WHAT YOU WILL DO:
Render every line of the records below as a numbered list, skipping blank lines and leaving out the pictures.

Location annotation dataset excerpts:

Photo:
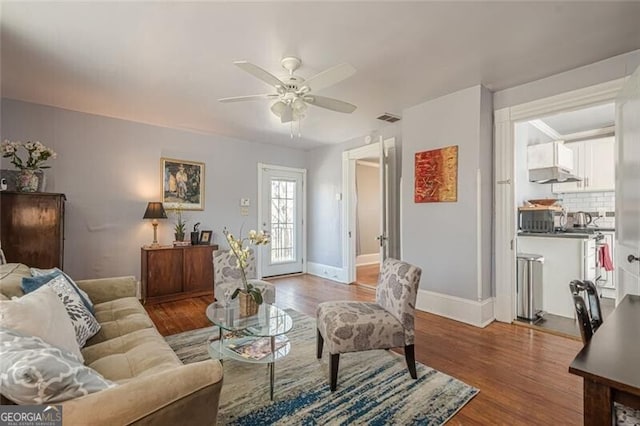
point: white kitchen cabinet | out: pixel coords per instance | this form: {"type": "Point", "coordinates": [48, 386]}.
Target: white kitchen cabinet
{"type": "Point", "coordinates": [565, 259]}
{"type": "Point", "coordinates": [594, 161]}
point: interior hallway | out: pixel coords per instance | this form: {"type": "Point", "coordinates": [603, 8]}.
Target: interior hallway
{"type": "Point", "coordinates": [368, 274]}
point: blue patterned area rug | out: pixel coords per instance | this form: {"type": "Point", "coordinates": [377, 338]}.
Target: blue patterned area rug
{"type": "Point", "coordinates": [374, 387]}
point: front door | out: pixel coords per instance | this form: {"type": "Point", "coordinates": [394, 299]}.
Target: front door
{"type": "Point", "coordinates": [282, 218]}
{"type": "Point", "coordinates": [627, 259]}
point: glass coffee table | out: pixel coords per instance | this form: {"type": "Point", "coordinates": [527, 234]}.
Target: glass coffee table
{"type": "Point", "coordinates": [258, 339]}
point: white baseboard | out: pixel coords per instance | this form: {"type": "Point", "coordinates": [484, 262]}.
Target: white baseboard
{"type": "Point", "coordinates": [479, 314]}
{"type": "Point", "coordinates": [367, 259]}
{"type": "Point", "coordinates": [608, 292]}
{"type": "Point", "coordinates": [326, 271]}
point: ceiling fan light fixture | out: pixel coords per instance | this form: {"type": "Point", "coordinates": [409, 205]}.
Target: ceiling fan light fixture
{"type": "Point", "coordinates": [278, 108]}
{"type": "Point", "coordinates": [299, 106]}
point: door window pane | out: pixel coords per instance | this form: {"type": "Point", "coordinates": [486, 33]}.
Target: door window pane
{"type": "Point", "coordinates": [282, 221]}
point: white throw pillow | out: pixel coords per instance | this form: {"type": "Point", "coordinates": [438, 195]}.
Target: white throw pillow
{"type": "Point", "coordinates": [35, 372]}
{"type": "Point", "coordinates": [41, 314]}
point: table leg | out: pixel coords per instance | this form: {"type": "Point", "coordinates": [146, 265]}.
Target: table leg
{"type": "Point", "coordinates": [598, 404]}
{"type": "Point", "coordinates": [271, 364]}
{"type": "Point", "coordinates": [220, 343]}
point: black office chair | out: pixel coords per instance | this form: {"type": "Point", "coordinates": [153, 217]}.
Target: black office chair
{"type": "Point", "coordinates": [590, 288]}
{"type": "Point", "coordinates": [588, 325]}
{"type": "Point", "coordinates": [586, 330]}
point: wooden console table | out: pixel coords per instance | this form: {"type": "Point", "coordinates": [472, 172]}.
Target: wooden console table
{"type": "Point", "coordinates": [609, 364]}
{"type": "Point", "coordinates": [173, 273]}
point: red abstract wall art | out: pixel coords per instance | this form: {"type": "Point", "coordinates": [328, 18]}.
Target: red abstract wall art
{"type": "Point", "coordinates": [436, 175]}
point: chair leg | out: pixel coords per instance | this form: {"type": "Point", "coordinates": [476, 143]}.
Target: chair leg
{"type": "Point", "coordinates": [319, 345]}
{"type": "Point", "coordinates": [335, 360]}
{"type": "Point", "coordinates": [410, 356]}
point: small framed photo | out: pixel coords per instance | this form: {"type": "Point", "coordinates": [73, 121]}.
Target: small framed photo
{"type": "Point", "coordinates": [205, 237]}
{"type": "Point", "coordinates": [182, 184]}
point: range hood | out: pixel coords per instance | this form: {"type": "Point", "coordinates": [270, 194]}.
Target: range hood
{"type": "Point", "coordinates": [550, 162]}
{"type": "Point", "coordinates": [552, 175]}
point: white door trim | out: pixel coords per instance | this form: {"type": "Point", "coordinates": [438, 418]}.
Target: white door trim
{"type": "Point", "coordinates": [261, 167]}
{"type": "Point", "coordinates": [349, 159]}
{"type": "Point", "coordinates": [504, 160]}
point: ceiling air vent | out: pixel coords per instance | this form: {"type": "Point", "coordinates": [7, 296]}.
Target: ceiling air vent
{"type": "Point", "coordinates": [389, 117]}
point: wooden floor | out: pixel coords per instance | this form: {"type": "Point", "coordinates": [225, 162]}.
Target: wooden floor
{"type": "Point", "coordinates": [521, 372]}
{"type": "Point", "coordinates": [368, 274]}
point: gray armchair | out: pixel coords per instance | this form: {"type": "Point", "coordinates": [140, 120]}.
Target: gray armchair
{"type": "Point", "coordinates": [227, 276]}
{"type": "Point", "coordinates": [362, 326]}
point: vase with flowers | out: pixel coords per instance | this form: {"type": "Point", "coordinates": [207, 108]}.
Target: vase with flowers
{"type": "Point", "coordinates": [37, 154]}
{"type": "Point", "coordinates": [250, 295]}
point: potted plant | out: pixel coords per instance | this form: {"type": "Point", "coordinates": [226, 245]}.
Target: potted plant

SOLUTION TO THE EXERCISE:
1. Photo:
2. point: white kitchen cabinet | out: pixel coords per instance | this form: {"type": "Point", "coordinates": [48, 386]}.
3. Target: white kitchen cabinet
4. {"type": "Point", "coordinates": [565, 259]}
5. {"type": "Point", "coordinates": [594, 161]}
6. point: interior hallway | out: pixel coords per instance | this form: {"type": "Point", "coordinates": [603, 8]}.
7. Target: interior hallway
8. {"type": "Point", "coordinates": [368, 274]}
9. point: blue patterned area rug | out: pixel coords per instance | this form: {"type": "Point", "coordinates": [377, 338]}.
10. Target: blue patterned area rug
11. {"type": "Point", "coordinates": [374, 387]}
12. point: front door | out: pixel coords per instance | this form: {"type": "Point", "coordinates": [394, 299]}.
13. Target: front door
14. {"type": "Point", "coordinates": [282, 218]}
15. {"type": "Point", "coordinates": [627, 259]}
16. point: glass coffee table | out: pixel coords per instance | this form: {"type": "Point", "coordinates": [527, 234]}.
17. Target: glass coffee table
18. {"type": "Point", "coordinates": [258, 339]}
19. point: white baseboard | out: pixel coords per instance | this form: {"type": "Point", "coordinates": [484, 262]}.
20. Target: white baseboard
21. {"type": "Point", "coordinates": [479, 314]}
22. {"type": "Point", "coordinates": [367, 259]}
23. {"type": "Point", "coordinates": [608, 292]}
24. {"type": "Point", "coordinates": [326, 271]}
25. point: ceiling fan light fixture | out: pixel coords per instance | this form: {"type": "Point", "coordinates": [409, 205]}.
26. Target: ceiling fan light fixture
27. {"type": "Point", "coordinates": [278, 108]}
28. {"type": "Point", "coordinates": [299, 106]}
29. point: door window pane | out: pixel coords per instance | this form: {"type": "Point", "coordinates": [486, 33]}.
30. Target: door window pane
31. {"type": "Point", "coordinates": [282, 221]}
32. point: white throw pillow | out: pixel coords per instance | this form: {"type": "Point", "coordinates": [438, 195]}.
33. Target: white throw pillow
34. {"type": "Point", "coordinates": [35, 372]}
35. {"type": "Point", "coordinates": [41, 314]}
36. point: table leg | out: pixel coords per instance | this form: {"type": "Point", "coordinates": [146, 265]}.
37. Target: table leg
38. {"type": "Point", "coordinates": [598, 404]}
39. {"type": "Point", "coordinates": [271, 364]}
40. {"type": "Point", "coordinates": [220, 343]}
41. point: black office chair | out: pixel coords per instance | this form: {"type": "Point", "coordinates": [153, 217]}.
42. Target: black office chair
43. {"type": "Point", "coordinates": [590, 288]}
44. {"type": "Point", "coordinates": [588, 325]}
45. {"type": "Point", "coordinates": [586, 330]}
46. point: wooden console table | out: pixel coords per instance | this form: {"type": "Point", "coordinates": [472, 172]}.
47. Target: wooden console table
48. {"type": "Point", "coordinates": [609, 364]}
49. {"type": "Point", "coordinates": [173, 273]}
50. point: red abstract wall art | out: pixel coords per instance | this form: {"type": "Point", "coordinates": [328, 18]}.
51. Target: red abstract wall art
52. {"type": "Point", "coordinates": [436, 175]}
53. point: chair leg | out: pixel coords per instance | this form: {"type": "Point", "coordinates": [476, 143]}.
54. Target: chair leg
55. {"type": "Point", "coordinates": [319, 345]}
56. {"type": "Point", "coordinates": [335, 360]}
57. {"type": "Point", "coordinates": [410, 356]}
58. point: small framed photo | out: pixel coords per instance | this form: {"type": "Point", "coordinates": [73, 121]}.
59. Target: small framed photo
60. {"type": "Point", "coordinates": [205, 237]}
61. {"type": "Point", "coordinates": [182, 184]}
62. point: range hood | out: pixel coords per instance | this form: {"type": "Point", "coordinates": [270, 194]}.
63. Target: range hood
64. {"type": "Point", "coordinates": [550, 162]}
65. {"type": "Point", "coordinates": [552, 175]}
66. point: white door trim | out: pixel coords per instance | this form: {"type": "Point", "coordinates": [438, 418]}.
67. Target: white door trim
68. {"type": "Point", "coordinates": [261, 167]}
69. {"type": "Point", "coordinates": [349, 159]}
70. {"type": "Point", "coordinates": [504, 160]}
71. point: ceiling air vent | out: pixel coords per instance | this form: {"type": "Point", "coordinates": [7, 296]}.
72. Target: ceiling air vent
73. {"type": "Point", "coordinates": [389, 117]}
74. point: wooden floor | out: pixel coords per instance | this form: {"type": "Point", "coordinates": [225, 162]}.
75. Target: wooden floor
76. {"type": "Point", "coordinates": [521, 372]}
77. {"type": "Point", "coordinates": [368, 274]}
78. point: gray armchair | out: pixel coords per instance | this form: {"type": "Point", "coordinates": [140, 120]}.
79. Target: gray armchair
80. {"type": "Point", "coordinates": [227, 276]}
81. {"type": "Point", "coordinates": [362, 326]}
82. point: vase with flowers | out: pixel coords per instance | this form: {"type": "Point", "coordinates": [207, 108]}.
83. Target: vase with flowers
84. {"type": "Point", "coordinates": [37, 154]}
85. {"type": "Point", "coordinates": [250, 295]}
86. point: potted plant | out: pixel coords per instance | this form: {"type": "Point", "coordinates": [226, 245]}.
87. Target: potted plant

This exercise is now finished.